:: Dataset excerpts

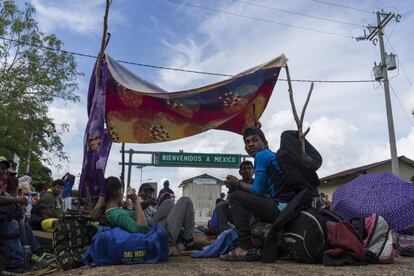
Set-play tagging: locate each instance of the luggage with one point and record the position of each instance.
(71, 236)
(376, 237)
(404, 242)
(304, 239)
(111, 246)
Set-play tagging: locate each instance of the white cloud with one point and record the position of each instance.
(84, 17)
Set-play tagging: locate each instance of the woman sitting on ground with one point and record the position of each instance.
(177, 219)
(130, 221)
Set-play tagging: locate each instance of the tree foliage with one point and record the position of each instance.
(32, 75)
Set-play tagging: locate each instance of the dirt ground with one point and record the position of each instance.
(177, 266)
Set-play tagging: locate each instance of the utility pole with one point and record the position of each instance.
(382, 20)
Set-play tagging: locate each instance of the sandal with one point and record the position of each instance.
(253, 255)
(231, 256)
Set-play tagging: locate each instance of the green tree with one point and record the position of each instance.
(32, 75)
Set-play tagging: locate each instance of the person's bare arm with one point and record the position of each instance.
(235, 183)
(4, 200)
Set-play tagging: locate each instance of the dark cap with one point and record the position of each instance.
(254, 131)
(4, 161)
(146, 187)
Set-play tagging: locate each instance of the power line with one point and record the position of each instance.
(400, 63)
(402, 106)
(262, 19)
(171, 68)
(342, 6)
(297, 13)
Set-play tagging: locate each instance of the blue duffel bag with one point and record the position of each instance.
(112, 246)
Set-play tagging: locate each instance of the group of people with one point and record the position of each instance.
(20, 251)
(249, 198)
(176, 217)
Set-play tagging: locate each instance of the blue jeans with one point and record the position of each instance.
(10, 243)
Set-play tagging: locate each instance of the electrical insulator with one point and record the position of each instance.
(377, 70)
(391, 61)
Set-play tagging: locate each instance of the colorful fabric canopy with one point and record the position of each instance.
(140, 112)
(137, 111)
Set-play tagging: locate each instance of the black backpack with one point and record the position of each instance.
(71, 237)
(304, 239)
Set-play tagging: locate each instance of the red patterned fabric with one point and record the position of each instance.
(140, 112)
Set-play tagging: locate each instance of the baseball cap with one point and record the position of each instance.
(146, 187)
(4, 161)
(26, 189)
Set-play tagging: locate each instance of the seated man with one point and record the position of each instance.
(14, 234)
(258, 199)
(223, 210)
(176, 218)
(130, 221)
(49, 205)
(164, 190)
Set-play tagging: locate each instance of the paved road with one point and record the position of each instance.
(178, 266)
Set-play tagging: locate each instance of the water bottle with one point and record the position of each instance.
(27, 255)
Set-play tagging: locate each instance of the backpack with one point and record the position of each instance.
(111, 246)
(305, 238)
(375, 234)
(72, 234)
(404, 242)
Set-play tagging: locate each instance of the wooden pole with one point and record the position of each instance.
(299, 120)
(101, 201)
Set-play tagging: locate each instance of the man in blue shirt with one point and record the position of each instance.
(257, 199)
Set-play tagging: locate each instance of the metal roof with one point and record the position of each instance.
(362, 169)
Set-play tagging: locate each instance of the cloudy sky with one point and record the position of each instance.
(347, 120)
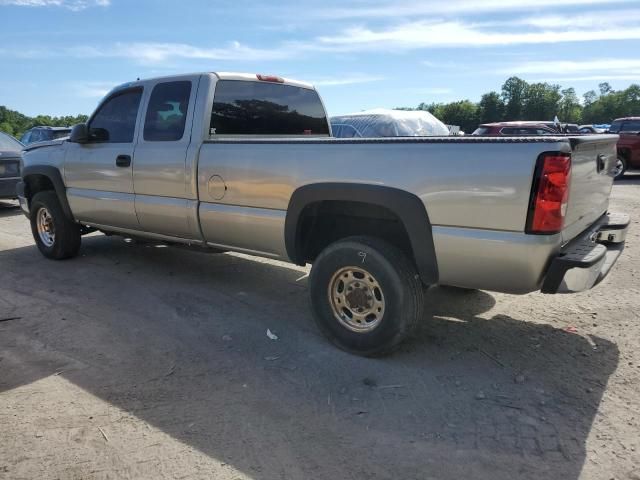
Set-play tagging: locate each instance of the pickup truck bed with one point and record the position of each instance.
(489, 213)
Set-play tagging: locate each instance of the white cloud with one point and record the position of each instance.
(75, 5)
(395, 9)
(345, 80)
(597, 67)
(439, 34)
(157, 53)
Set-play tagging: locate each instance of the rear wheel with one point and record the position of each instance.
(56, 236)
(366, 295)
(621, 168)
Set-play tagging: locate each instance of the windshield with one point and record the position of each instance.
(9, 143)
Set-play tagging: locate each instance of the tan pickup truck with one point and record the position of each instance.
(247, 163)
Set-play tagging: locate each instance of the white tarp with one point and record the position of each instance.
(381, 122)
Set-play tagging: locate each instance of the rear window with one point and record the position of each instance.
(261, 108)
(55, 134)
(615, 127)
(631, 126)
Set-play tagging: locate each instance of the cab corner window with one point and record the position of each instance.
(167, 112)
(115, 121)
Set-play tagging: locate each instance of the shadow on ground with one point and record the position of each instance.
(178, 339)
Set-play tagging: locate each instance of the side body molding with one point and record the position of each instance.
(407, 206)
(54, 175)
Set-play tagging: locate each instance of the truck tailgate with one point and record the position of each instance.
(593, 158)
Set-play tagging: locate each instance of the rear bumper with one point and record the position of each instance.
(8, 187)
(587, 259)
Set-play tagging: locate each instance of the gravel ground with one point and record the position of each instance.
(137, 361)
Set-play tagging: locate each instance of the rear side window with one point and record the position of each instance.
(261, 108)
(115, 121)
(60, 134)
(631, 126)
(167, 112)
(615, 127)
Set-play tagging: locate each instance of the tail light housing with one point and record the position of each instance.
(550, 194)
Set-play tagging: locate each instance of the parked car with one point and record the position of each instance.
(245, 162)
(514, 128)
(10, 152)
(628, 145)
(589, 129)
(381, 122)
(44, 134)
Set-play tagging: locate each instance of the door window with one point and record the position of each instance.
(167, 112)
(631, 126)
(115, 121)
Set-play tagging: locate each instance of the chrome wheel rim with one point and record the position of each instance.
(356, 299)
(46, 230)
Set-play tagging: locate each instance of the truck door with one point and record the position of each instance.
(165, 201)
(99, 174)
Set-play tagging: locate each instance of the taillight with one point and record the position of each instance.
(269, 78)
(550, 193)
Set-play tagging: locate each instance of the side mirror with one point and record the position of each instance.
(98, 135)
(79, 133)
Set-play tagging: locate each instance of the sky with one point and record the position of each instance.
(59, 57)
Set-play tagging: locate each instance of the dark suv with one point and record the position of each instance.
(629, 144)
(44, 134)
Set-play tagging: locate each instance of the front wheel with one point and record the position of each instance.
(366, 295)
(56, 236)
(620, 169)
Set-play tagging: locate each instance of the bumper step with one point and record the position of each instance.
(585, 261)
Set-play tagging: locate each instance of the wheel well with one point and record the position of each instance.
(324, 222)
(624, 153)
(37, 183)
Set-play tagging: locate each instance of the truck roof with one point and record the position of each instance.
(222, 76)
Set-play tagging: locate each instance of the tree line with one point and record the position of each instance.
(520, 100)
(15, 123)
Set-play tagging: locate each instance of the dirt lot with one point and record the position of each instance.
(137, 361)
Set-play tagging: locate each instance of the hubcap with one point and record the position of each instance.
(619, 167)
(46, 230)
(356, 299)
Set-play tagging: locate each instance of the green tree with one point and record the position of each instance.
(491, 108)
(514, 92)
(541, 102)
(569, 110)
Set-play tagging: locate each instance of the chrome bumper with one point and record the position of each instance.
(586, 260)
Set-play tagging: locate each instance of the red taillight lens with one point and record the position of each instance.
(551, 193)
(269, 78)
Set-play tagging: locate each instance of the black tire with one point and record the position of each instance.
(399, 287)
(623, 170)
(66, 241)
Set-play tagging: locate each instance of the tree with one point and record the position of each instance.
(541, 102)
(569, 109)
(605, 88)
(491, 108)
(514, 92)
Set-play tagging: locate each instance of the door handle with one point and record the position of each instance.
(123, 161)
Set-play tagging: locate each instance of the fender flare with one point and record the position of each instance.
(405, 205)
(54, 175)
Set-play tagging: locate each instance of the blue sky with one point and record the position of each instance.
(60, 56)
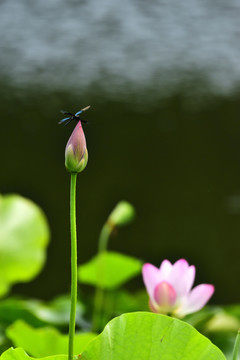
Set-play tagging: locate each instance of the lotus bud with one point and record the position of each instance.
(122, 214)
(76, 154)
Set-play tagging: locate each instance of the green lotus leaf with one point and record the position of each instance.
(143, 336)
(24, 235)
(39, 313)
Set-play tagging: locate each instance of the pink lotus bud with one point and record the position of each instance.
(76, 154)
(170, 288)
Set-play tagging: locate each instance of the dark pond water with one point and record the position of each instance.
(163, 134)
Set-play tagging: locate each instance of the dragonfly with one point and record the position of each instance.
(72, 117)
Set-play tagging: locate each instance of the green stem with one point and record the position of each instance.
(236, 346)
(99, 294)
(73, 265)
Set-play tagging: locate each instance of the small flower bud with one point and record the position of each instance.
(122, 214)
(76, 154)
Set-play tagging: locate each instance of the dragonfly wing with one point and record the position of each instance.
(64, 120)
(66, 112)
(78, 113)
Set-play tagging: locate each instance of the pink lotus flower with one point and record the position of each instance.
(76, 154)
(170, 288)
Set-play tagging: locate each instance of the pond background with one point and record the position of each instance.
(162, 79)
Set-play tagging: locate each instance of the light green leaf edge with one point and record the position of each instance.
(44, 341)
(148, 336)
(109, 270)
(20, 354)
(24, 236)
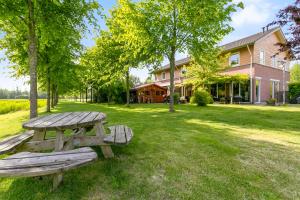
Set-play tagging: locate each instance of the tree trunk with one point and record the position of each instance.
(172, 69)
(86, 94)
(56, 96)
(91, 94)
(52, 96)
(127, 89)
(48, 92)
(32, 54)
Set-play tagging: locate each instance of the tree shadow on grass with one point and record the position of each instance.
(172, 163)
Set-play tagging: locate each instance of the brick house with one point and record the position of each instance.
(256, 56)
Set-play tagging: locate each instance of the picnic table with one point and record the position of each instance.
(71, 129)
(77, 122)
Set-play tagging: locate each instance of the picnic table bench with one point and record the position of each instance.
(64, 157)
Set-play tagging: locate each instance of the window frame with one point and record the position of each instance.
(274, 62)
(163, 76)
(264, 57)
(239, 60)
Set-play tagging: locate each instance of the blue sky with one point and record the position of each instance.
(257, 13)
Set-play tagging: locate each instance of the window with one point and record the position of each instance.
(274, 61)
(163, 76)
(236, 89)
(257, 90)
(274, 88)
(262, 57)
(234, 60)
(183, 71)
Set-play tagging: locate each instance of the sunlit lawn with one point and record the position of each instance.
(216, 152)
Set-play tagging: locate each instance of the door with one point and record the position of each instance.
(257, 90)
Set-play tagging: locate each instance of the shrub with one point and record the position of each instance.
(271, 102)
(201, 98)
(294, 92)
(176, 97)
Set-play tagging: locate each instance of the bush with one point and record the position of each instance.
(294, 92)
(176, 97)
(271, 102)
(201, 98)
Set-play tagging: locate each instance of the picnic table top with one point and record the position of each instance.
(63, 121)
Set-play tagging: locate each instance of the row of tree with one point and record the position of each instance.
(43, 40)
(143, 33)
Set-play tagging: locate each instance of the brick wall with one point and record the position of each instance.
(266, 74)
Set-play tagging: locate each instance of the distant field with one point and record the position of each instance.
(13, 105)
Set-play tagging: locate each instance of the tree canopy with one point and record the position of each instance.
(175, 26)
(290, 17)
(42, 39)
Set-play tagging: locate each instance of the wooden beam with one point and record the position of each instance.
(78, 141)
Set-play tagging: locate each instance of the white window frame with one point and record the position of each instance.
(239, 63)
(163, 75)
(273, 87)
(274, 61)
(259, 93)
(262, 61)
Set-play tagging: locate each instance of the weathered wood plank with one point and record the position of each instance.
(13, 142)
(78, 118)
(62, 121)
(37, 121)
(59, 141)
(38, 164)
(65, 120)
(49, 122)
(120, 134)
(90, 117)
(78, 141)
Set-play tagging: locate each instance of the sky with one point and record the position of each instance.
(250, 20)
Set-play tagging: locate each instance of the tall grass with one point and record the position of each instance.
(13, 105)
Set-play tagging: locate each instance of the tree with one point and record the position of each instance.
(295, 73)
(290, 17)
(204, 68)
(52, 31)
(175, 26)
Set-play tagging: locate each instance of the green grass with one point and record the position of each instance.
(215, 152)
(13, 105)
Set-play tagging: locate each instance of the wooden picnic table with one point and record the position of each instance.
(64, 157)
(77, 122)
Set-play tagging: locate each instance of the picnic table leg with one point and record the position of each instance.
(38, 135)
(106, 149)
(59, 145)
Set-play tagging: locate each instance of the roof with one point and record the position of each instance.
(178, 63)
(230, 46)
(247, 40)
(146, 85)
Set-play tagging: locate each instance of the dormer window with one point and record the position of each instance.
(163, 76)
(234, 60)
(262, 57)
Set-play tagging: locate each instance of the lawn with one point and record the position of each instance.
(215, 152)
(9, 105)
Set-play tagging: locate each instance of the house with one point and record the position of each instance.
(255, 56)
(148, 93)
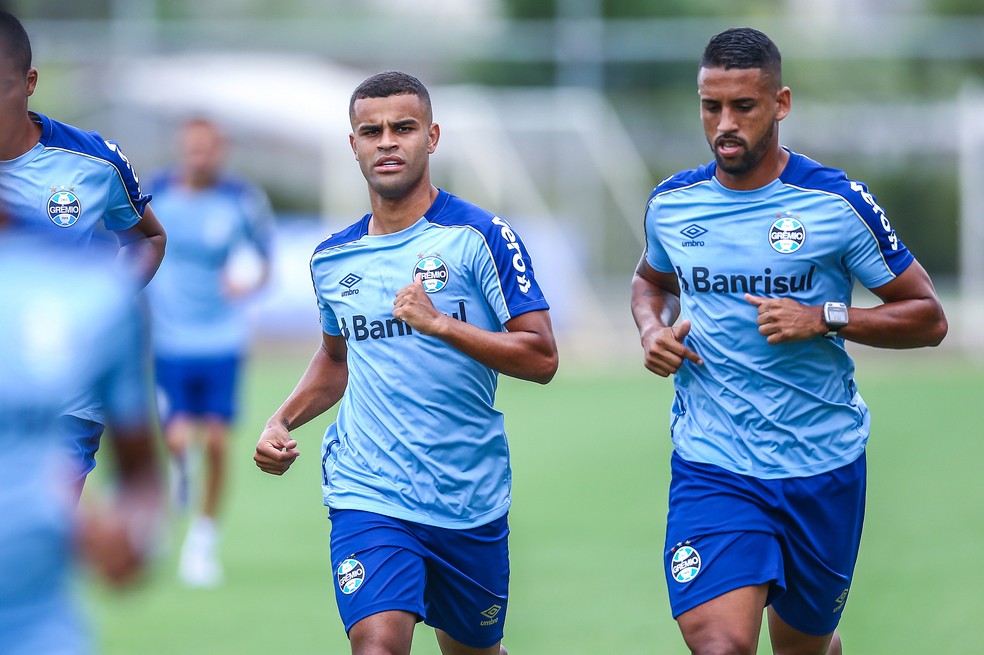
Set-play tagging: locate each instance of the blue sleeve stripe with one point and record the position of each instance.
(895, 261)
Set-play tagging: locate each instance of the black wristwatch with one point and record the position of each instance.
(835, 316)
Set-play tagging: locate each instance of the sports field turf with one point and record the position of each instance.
(590, 459)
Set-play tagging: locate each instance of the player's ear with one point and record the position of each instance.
(32, 80)
(433, 136)
(784, 102)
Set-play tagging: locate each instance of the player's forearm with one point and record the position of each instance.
(321, 386)
(140, 259)
(524, 354)
(653, 307)
(912, 323)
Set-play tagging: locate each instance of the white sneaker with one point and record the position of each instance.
(199, 565)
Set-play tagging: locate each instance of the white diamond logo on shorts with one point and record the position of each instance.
(351, 574)
(685, 564)
(492, 611)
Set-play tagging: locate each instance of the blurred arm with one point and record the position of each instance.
(142, 248)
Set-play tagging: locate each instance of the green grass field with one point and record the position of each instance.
(590, 458)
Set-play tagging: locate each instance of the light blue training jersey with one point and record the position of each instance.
(770, 411)
(193, 316)
(67, 325)
(417, 437)
(68, 189)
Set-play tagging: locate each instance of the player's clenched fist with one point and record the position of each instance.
(414, 307)
(276, 450)
(665, 351)
(783, 319)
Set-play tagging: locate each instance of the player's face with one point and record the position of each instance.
(741, 109)
(393, 139)
(202, 152)
(15, 89)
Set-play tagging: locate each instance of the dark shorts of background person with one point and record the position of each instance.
(801, 535)
(453, 580)
(197, 386)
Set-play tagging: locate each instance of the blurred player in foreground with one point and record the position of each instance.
(423, 302)
(761, 248)
(200, 327)
(68, 325)
(67, 185)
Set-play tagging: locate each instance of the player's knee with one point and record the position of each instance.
(720, 642)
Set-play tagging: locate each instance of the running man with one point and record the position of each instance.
(423, 303)
(758, 251)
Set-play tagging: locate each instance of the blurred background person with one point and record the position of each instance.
(71, 188)
(200, 328)
(69, 325)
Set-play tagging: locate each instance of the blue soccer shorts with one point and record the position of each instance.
(453, 580)
(197, 386)
(799, 535)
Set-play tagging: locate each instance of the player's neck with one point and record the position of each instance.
(767, 170)
(23, 135)
(391, 215)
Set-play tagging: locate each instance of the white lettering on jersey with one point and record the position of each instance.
(518, 262)
(870, 199)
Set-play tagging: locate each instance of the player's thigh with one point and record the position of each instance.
(219, 388)
(378, 567)
(729, 623)
(787, 640)
(388, 632)
(450, 646)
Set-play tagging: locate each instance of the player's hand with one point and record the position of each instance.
(665, 351)
(781, 320)
(413, 306)
(276, 450)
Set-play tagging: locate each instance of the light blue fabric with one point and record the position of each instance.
(68, 328)
(417, 436)
(70, 189)
(765, 410)
(193, 315)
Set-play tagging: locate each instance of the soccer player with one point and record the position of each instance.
(423, 302)
(69, 324)
(199, 324)
(759, 250)
(69, 186)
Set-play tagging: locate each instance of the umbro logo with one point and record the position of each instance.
(693, 232)
(491, 615)
(348, 282)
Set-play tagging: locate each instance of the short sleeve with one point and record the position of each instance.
(656, 255)
(505, 271)
(875, 254)
(126, 203)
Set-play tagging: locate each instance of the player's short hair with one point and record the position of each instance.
(14, 41)
(744, 47)
(391, 83)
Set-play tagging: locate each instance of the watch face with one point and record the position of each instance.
(835, 315)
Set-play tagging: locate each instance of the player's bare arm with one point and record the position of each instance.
(655, 307)
(142, 247)
(321, 386)
(910, 316)
(526, 350)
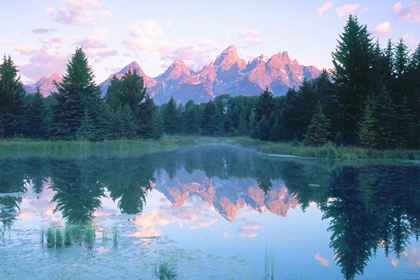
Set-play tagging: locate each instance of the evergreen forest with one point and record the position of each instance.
(371, 99)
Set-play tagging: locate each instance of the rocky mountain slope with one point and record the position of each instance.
(228, 73)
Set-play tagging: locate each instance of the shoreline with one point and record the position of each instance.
(23, 146)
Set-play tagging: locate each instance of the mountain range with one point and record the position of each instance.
(228, 73)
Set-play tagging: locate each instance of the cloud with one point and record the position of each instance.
(383, 29)
(149, 28)
(5, 41)
(58, 38)
(409, 38)
(410, 14)
(346, 9)
(322, 260)
(78, 12)
(43, 30)
(250, 37)
(398, 7)
(26, 49)
(43, 62)
(325, 7)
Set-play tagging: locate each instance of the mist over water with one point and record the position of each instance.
(213, 211)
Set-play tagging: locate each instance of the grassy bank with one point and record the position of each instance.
(25, 145)
(328, 151)
(283, 148)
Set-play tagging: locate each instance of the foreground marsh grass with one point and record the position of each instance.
(329, 151)
(269, 263)
(326, 152)
(57, 236)
(165, 270)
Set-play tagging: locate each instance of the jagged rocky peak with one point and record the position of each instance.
(282, 58)
(177, 69)
(228, 58)
(133, 66)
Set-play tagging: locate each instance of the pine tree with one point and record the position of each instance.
(318, 130)
(368, 128)
(150, 123)
(354, 75)
(36, 116)
(192, 118)
(171, 117)
(78, 98)
(12, 96)
(211, 119)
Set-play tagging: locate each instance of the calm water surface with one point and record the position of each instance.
(215, 212)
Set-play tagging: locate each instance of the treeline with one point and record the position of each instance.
(371, 99)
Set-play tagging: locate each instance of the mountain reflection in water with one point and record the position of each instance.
(369, 205)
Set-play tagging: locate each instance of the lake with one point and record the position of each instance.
(211, 212)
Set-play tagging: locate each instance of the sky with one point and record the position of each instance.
(42, 35)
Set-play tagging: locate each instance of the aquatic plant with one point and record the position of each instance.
(68, 235)
(269, 263)
(165, 270)
(58, 237)
(115, 235)
(50, 236)
(89, 233)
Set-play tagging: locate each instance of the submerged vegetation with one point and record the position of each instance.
(74, 234)
(269, 263)
(165, 270)
(328, 151)
(294, 148)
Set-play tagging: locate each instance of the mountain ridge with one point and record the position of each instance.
(227, 73)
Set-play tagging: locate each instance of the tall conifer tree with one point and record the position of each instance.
(354, 74)
(78, 102)
(12, 96)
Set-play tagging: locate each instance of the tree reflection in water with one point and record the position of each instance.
(368, 205)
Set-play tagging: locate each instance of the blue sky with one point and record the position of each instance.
(41, 35)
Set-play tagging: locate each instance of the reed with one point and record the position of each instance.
(165, 270)
(115, 235)
(68, 235)
(58, 232)
(328, 151)
(269, 263)
(50, 237)
(89, 233)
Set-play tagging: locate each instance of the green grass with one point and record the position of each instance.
(325, 152)
(165, 270)
(269, 264)
(25, 145)
(57, 236)
(115, 235)
(49, 148)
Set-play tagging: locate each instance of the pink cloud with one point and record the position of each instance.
(398, 7)
(383, 29)
(346, 9)
(5, 41)
(43, 30)
(322, 260)
(44, 62)
(149, 28)
(76, 12)
(25, 49)
(411, 13)
(325, 7)
(250, 37)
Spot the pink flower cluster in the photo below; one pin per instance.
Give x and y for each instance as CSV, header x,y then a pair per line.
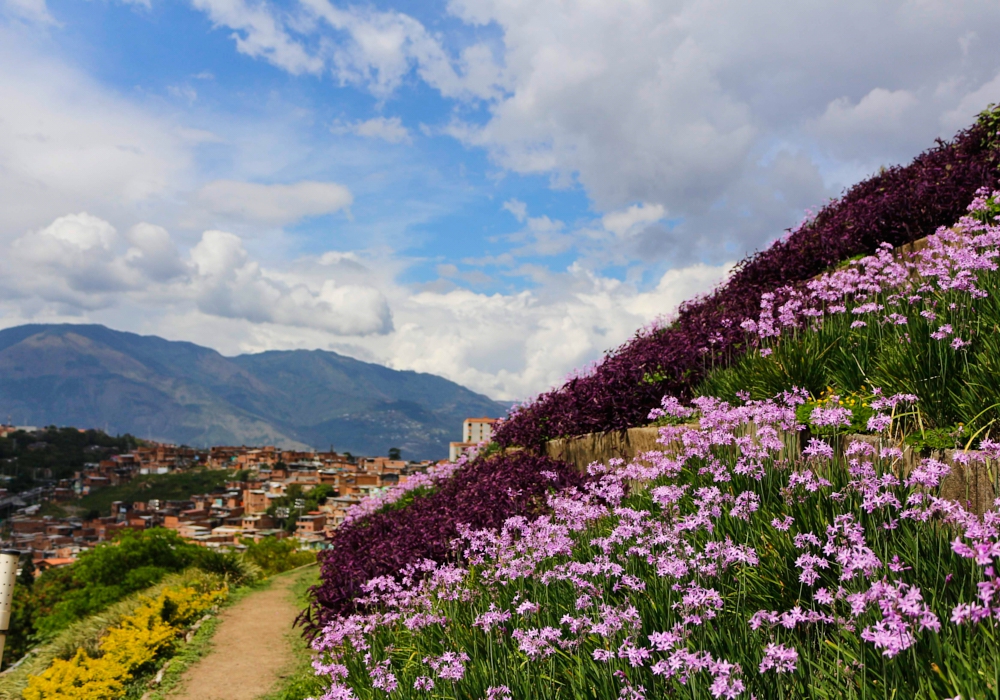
x,y
878,287
844,581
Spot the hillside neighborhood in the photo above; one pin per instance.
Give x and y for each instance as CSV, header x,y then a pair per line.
x,y
245,508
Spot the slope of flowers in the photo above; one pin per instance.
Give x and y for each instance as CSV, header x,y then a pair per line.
x,y
719,568
127,649
896,206
379,541
923,323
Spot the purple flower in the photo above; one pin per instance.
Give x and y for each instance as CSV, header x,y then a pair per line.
x,y
836,416
779,658
818,448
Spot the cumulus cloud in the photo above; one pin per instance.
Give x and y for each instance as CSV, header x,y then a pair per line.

::::

§ Goal of the exercise
Take from the material above every line that includes the word "Spot".

§ Task result
Spot the pink flower cluster in the photo below; one pin per instance.
Spot the hillside neighborhood in the photo above; one pin per instance.
Spot the slope of flowers in the photo above; one pin per instance.
Spot the purple flower in the photo above; one pin per instance.
Spot the cumulus cloud in the photo above; one pin per instance.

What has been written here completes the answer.